▶ **STATED PROBLEM**: State how many lines in the material below contain the string "wooden", with case counting, and reply with only that number.

▶ **RAW RECORDS**:
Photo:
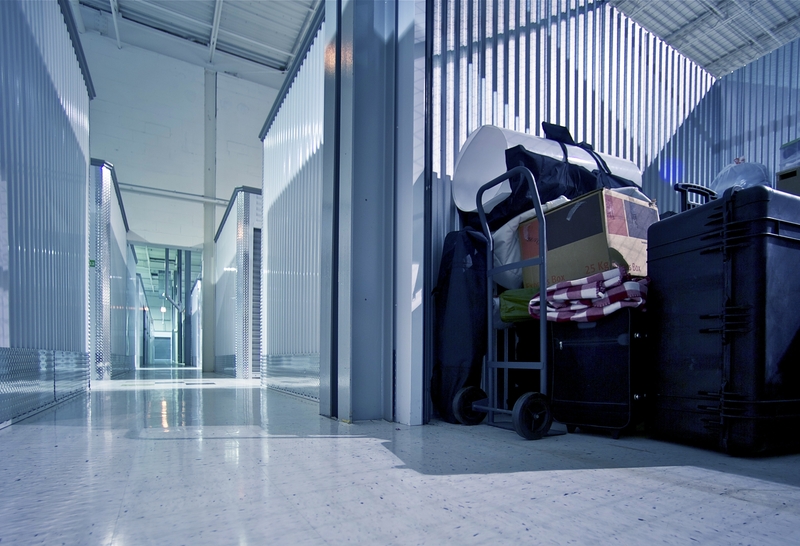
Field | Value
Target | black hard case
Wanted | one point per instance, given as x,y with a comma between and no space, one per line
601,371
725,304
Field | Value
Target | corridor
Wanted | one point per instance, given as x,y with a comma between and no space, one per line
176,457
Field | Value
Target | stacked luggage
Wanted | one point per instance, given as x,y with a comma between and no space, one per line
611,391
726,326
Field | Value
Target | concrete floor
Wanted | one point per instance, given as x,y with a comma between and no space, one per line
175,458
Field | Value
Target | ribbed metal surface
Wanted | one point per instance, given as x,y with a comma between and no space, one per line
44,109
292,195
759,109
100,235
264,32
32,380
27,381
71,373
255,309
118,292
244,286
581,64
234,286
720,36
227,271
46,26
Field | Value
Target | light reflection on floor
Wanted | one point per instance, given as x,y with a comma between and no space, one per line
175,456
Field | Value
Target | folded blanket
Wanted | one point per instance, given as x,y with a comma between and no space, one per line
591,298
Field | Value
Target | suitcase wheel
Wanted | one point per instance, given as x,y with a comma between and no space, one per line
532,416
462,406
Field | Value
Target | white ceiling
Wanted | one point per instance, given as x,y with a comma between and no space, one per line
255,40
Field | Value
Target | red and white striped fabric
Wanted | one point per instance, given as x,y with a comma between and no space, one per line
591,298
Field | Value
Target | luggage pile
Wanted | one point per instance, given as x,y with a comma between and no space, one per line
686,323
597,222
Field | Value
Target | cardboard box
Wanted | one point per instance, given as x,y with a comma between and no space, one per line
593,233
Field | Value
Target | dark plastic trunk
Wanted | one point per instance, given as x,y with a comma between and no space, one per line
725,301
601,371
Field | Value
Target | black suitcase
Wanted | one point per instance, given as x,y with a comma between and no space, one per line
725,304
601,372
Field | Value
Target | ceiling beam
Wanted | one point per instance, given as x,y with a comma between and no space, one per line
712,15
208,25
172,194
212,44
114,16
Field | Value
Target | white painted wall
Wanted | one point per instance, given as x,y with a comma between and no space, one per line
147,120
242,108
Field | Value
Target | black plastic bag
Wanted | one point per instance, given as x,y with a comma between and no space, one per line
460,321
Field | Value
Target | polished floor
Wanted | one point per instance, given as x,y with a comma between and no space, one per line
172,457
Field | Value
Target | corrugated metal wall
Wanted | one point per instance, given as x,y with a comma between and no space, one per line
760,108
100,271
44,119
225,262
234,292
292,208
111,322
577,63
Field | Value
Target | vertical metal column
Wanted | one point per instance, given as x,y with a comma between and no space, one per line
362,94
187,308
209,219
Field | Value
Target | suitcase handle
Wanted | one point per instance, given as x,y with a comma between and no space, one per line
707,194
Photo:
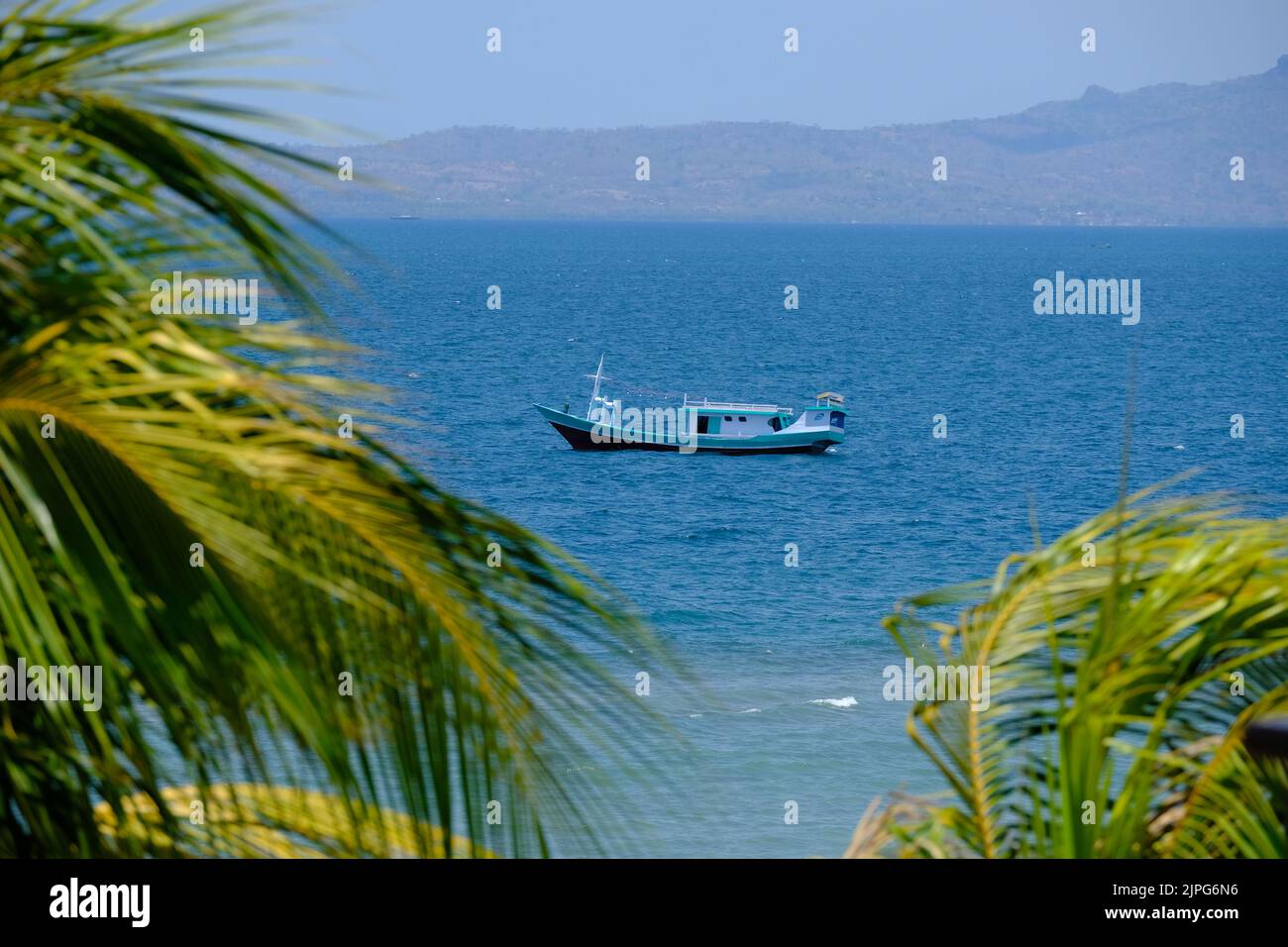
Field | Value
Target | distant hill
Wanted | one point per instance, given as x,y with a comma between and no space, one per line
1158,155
==
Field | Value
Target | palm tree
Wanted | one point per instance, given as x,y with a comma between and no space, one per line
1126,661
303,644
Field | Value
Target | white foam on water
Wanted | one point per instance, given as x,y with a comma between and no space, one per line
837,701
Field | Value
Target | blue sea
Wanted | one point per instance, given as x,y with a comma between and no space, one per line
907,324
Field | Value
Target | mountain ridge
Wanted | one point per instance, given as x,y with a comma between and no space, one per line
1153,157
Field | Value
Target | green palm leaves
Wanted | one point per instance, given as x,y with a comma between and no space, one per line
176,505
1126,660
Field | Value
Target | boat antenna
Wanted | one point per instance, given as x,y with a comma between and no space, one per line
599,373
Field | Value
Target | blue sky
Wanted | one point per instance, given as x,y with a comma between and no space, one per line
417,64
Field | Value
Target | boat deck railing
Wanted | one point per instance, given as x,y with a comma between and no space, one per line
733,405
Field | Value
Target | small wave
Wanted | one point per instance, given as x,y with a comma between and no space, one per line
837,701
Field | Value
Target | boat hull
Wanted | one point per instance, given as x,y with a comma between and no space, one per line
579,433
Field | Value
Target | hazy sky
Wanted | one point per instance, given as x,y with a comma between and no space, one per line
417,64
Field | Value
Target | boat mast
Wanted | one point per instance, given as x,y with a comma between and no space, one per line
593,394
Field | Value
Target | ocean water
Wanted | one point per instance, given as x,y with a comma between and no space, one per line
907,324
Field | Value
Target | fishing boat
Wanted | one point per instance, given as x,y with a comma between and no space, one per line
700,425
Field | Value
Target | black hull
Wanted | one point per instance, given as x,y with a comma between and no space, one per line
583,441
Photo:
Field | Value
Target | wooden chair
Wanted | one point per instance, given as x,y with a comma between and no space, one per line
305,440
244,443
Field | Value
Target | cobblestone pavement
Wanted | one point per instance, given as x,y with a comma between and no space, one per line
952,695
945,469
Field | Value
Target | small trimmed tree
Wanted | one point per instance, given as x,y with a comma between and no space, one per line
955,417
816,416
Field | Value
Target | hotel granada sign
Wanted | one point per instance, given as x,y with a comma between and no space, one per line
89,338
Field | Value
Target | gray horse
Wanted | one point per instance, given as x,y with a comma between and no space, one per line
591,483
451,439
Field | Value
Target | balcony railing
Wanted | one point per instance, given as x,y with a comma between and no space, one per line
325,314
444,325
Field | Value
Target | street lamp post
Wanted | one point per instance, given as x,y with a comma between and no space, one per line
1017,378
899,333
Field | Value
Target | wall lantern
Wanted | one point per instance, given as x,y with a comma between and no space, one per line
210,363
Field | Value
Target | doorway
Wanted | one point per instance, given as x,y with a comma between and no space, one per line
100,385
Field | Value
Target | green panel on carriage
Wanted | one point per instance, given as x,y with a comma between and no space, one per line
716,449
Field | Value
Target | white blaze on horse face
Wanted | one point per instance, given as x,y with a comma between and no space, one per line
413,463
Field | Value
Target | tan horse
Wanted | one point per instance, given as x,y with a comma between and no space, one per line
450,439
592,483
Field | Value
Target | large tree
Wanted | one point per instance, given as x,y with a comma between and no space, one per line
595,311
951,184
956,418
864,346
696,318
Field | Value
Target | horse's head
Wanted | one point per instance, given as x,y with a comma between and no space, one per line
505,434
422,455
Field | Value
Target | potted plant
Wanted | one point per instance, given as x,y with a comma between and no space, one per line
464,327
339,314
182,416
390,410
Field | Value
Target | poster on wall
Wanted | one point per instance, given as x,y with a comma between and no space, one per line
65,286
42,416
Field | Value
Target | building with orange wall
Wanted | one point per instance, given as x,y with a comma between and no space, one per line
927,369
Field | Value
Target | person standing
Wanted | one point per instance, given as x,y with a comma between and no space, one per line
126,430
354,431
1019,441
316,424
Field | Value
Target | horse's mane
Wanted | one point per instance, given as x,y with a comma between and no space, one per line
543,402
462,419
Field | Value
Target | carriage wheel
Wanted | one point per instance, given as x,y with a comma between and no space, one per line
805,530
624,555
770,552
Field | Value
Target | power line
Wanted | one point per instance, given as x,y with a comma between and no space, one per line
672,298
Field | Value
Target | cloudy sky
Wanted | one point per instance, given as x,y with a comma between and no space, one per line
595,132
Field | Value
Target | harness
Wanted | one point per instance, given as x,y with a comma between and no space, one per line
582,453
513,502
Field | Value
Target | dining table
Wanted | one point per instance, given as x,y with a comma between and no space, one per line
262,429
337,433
---
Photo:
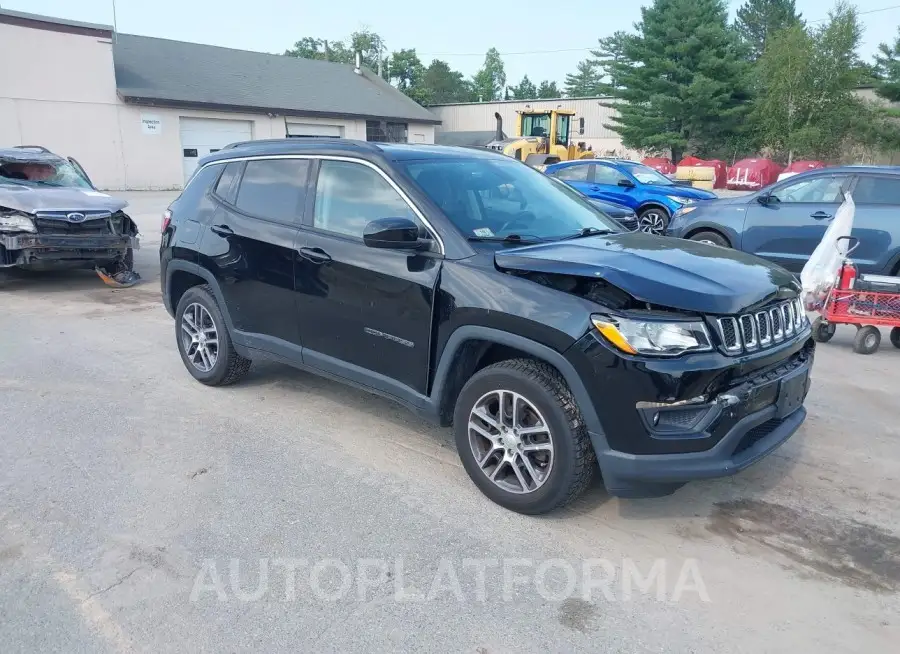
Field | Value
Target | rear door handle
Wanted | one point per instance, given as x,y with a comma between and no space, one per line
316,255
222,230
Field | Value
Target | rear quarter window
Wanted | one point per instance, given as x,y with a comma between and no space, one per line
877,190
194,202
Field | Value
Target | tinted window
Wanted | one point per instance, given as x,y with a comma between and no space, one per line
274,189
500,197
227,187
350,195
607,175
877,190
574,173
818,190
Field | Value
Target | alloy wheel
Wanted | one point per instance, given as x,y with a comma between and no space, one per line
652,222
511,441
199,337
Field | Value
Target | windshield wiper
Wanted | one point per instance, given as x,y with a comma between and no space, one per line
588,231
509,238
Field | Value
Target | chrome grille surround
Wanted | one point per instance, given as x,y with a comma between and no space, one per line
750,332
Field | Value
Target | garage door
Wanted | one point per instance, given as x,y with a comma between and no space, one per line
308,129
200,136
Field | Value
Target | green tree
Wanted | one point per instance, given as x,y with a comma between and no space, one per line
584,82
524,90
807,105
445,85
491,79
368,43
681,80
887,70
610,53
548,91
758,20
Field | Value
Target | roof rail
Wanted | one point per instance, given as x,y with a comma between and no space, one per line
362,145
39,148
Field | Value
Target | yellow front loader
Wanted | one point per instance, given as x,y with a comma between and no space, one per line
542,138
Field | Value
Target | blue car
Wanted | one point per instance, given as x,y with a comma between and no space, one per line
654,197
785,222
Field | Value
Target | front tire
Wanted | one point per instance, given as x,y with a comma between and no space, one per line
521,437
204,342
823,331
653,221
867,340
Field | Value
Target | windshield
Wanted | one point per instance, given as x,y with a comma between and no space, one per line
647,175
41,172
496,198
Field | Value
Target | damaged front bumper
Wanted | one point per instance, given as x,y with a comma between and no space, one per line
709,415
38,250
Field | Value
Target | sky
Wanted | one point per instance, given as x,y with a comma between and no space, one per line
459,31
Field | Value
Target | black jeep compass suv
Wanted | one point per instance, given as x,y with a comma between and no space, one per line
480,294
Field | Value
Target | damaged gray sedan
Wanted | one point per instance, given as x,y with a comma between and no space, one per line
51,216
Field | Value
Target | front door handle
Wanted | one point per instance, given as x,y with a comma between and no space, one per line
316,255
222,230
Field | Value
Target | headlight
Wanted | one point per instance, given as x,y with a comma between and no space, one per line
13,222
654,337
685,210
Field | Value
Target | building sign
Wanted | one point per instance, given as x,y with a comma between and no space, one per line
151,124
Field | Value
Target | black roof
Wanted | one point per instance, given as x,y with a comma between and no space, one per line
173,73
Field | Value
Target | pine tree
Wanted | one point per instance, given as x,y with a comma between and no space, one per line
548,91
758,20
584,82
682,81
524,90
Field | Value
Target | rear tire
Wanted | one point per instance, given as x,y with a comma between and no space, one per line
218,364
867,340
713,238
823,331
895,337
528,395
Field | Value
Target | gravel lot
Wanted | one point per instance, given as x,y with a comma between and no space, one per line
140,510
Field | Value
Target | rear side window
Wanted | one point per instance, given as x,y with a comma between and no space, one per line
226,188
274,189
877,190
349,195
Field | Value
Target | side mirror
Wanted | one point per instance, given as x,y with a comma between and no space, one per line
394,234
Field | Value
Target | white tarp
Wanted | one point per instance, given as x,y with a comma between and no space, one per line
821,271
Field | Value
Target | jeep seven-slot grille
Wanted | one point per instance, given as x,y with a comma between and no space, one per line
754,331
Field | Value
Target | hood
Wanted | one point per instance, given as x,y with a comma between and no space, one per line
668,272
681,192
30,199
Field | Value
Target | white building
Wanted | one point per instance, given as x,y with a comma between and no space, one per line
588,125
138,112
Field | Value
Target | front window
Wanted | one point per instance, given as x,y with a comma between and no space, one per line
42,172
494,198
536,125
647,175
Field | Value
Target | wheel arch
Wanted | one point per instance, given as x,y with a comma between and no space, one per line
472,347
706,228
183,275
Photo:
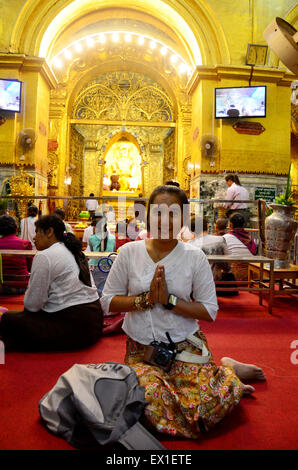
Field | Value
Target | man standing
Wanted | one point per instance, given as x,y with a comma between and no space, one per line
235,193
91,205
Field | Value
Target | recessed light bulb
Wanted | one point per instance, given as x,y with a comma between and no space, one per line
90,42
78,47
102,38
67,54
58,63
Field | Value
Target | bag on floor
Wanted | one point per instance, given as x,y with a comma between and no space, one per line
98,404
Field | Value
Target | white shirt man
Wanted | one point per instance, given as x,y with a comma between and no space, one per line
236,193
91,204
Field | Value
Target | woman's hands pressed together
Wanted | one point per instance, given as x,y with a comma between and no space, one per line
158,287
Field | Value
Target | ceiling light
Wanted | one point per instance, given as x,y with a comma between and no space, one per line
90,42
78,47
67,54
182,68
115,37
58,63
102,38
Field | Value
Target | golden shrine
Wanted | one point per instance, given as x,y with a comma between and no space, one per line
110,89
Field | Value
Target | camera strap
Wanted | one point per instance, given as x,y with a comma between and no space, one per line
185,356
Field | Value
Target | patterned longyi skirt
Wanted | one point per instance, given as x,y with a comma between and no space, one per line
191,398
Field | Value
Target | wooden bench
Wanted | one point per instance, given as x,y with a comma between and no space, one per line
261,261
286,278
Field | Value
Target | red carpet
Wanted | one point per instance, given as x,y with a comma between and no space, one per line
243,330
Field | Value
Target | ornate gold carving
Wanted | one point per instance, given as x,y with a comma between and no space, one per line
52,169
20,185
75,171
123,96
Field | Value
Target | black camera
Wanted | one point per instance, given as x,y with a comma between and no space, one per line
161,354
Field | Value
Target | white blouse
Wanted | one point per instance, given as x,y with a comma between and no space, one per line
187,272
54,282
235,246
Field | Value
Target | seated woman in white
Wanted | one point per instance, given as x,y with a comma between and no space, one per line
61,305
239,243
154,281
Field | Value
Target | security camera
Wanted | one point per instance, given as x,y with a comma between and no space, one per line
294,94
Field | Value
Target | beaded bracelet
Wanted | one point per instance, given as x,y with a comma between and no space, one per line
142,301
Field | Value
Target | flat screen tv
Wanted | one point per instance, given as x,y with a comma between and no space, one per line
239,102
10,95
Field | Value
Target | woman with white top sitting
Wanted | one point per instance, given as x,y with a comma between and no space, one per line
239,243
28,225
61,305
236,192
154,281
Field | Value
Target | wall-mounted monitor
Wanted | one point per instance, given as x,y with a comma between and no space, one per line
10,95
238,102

▶ **SOLUTION TO THIS TASK**: 2